===== Records shown =====

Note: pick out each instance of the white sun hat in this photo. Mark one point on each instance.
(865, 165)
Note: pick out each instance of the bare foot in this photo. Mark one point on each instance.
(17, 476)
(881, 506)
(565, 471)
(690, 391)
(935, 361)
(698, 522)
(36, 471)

=====

Your goal:
Lay out every line of the records above as a JSON list of strings, one string per line, with blank lines left out.

Solution to this exercise:
[
  "Note: pick out each instance of the white sun hat in this photo. Mark one point on each instance.",
  "(865, 165)",
  "Note: pick out each instance of the bare foot in this photo. Mark one point on each instance.",
  "(17, 476)",
  "(881, 506)",
  "(565, 471)",
  "(690, 391)",
  "(935, 361)",
  "(698, 522)",
  "(36, 471)"
]